— Exercise materials —
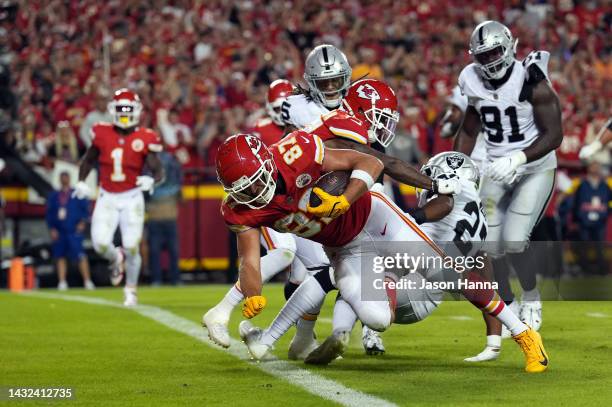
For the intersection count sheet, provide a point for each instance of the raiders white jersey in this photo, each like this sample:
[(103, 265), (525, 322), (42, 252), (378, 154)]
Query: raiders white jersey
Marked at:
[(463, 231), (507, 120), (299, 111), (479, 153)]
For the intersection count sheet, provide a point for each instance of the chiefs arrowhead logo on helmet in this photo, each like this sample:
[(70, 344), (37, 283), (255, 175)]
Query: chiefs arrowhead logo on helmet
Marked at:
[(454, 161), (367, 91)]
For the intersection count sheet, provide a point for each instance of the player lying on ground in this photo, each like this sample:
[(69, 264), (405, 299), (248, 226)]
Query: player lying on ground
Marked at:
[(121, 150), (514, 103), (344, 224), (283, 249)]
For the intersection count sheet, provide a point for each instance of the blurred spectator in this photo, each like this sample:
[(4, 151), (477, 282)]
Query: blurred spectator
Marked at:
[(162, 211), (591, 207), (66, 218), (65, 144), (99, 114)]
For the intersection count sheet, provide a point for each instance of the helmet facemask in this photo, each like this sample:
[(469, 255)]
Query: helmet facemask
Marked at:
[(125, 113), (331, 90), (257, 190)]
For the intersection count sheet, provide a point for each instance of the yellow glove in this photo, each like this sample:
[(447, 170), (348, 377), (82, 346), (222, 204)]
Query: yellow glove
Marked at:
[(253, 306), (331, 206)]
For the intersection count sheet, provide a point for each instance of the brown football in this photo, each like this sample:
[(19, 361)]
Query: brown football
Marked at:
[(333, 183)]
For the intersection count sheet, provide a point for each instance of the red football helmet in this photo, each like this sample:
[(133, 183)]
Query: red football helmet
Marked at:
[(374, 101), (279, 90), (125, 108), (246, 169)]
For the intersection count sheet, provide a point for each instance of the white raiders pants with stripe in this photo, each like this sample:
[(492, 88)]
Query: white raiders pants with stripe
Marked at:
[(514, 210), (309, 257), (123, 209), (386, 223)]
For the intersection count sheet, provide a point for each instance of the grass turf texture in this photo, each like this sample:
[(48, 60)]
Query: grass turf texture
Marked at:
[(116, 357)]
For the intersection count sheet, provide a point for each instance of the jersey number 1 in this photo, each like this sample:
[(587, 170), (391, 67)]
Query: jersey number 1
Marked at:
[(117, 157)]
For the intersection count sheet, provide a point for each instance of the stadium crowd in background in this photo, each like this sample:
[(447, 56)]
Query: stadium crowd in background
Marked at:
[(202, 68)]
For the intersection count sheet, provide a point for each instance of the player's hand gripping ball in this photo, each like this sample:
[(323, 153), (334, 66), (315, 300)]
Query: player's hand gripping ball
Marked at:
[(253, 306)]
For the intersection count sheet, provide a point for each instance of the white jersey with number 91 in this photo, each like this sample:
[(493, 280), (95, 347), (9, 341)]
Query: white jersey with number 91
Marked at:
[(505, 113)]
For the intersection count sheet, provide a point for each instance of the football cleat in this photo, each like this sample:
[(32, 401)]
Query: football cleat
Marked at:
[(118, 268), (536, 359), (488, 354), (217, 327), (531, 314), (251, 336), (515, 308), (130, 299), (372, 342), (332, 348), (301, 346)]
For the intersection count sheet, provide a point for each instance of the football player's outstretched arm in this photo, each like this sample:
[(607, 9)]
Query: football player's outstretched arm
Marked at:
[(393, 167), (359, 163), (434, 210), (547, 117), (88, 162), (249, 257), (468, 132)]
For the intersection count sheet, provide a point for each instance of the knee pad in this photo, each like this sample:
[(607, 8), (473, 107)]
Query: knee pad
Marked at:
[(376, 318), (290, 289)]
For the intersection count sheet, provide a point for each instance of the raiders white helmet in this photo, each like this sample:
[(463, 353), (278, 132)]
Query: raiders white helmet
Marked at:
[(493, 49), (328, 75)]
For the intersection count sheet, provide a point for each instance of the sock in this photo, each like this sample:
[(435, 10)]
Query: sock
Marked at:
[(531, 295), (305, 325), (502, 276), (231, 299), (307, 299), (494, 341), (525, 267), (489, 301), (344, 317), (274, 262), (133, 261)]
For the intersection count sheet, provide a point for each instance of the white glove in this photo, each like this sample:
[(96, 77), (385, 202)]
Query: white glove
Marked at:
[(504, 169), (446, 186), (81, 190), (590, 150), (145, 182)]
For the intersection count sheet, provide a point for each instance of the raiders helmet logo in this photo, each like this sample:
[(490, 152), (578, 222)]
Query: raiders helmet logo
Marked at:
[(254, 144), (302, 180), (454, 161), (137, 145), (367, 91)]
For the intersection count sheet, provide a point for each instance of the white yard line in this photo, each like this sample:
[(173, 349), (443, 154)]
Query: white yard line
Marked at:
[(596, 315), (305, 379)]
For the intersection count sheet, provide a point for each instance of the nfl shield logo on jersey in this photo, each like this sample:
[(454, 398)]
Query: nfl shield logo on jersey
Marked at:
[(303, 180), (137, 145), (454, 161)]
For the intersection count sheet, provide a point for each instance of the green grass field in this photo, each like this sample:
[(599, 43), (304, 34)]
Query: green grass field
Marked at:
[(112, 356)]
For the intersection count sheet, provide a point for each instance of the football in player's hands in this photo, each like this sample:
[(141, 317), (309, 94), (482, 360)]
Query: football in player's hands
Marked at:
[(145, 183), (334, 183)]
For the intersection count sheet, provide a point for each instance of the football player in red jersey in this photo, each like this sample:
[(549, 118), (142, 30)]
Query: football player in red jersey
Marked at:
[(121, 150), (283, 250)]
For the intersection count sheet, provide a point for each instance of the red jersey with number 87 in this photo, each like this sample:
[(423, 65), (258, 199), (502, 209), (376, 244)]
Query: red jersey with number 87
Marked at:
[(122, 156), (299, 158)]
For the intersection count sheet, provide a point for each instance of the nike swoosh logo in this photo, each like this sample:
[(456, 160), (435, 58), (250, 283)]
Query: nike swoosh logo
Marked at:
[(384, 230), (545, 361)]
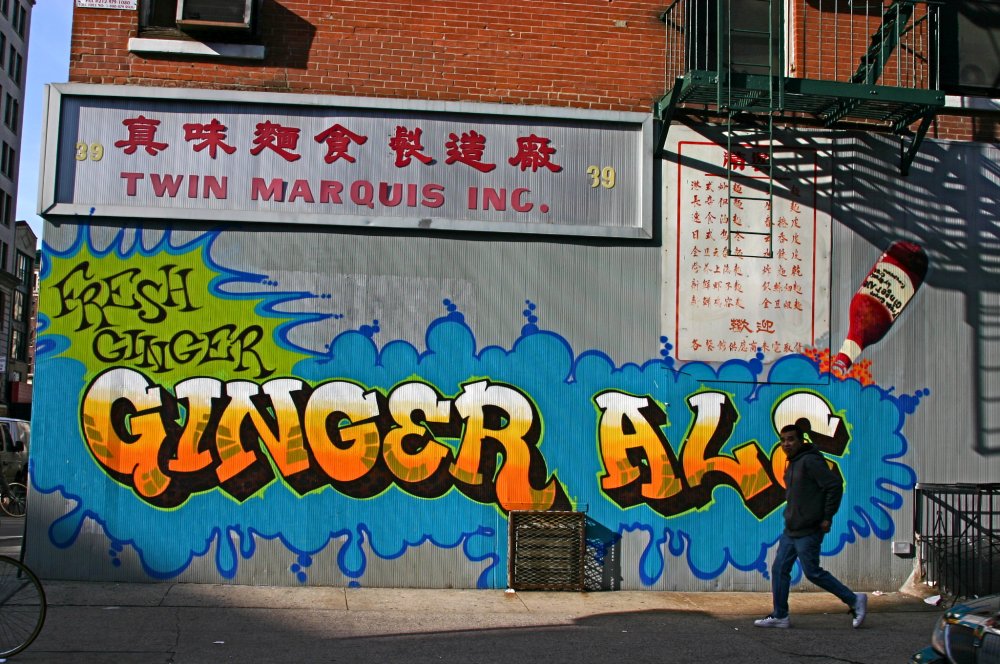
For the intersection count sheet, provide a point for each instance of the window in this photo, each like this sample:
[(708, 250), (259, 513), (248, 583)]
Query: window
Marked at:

— Description of the task —
Render the part of the records that opens with the line containing "of the chiefs" and closes with the line containing "[(125, 113), (331, 90), (257, 190)]" as a Markdown table with two columns: Row, holding the row number, and Record line, holding the line itself. Include both end lines and leave out any blank lines.

— Exercise output —
| Row | Record line |
|---|---|
| 1 | For the intersection count sheet, provide a point for each instance of the chiefs arrowhead logo on helmet in this photo, each like this sample: |
| 2 | [(70, 344), (37, 283), (255, 175)] |
| 3 | Query: chiefs arrowhead logo on helmet |
| 4 | Marked at: |
| 5 | [(454, 161), (367, 91)] |
| 6 | For the intersection count sheet, provide a point for each instance of the player lying on ground in this photo, each like this sample: |
| 7 | [(69, 264), (405, 299), (248, 226)] |
| 8 | Query: player lying on ground |
| 9 | Marked at: |
| 10 | [(121, 150), (514, 103), (344, 224), (283, 249)] |
| 11 | For the intersection count sheet, provide a point for each instance of the blurred spectator in this photo, each like this sample: |
| 12 | [(4, 151), (477, 282)] |
| 13 | Query: blurred spectator |
| 14 | Marked at: |
| 15 | [(162, 211), (591, 207), (66, 218), (65, 144), (99, 114)] |
| 16 | For the intersection count sheet, provide a point for each instance of the helmet facemask in this photo, each like this sample: |
| 17 | [(469, 255)] |
| 18 | Query: helmet facemask |
| 19 | Marked at: |
| 20 | [(125, 113), (331, 90), (257, 190)] |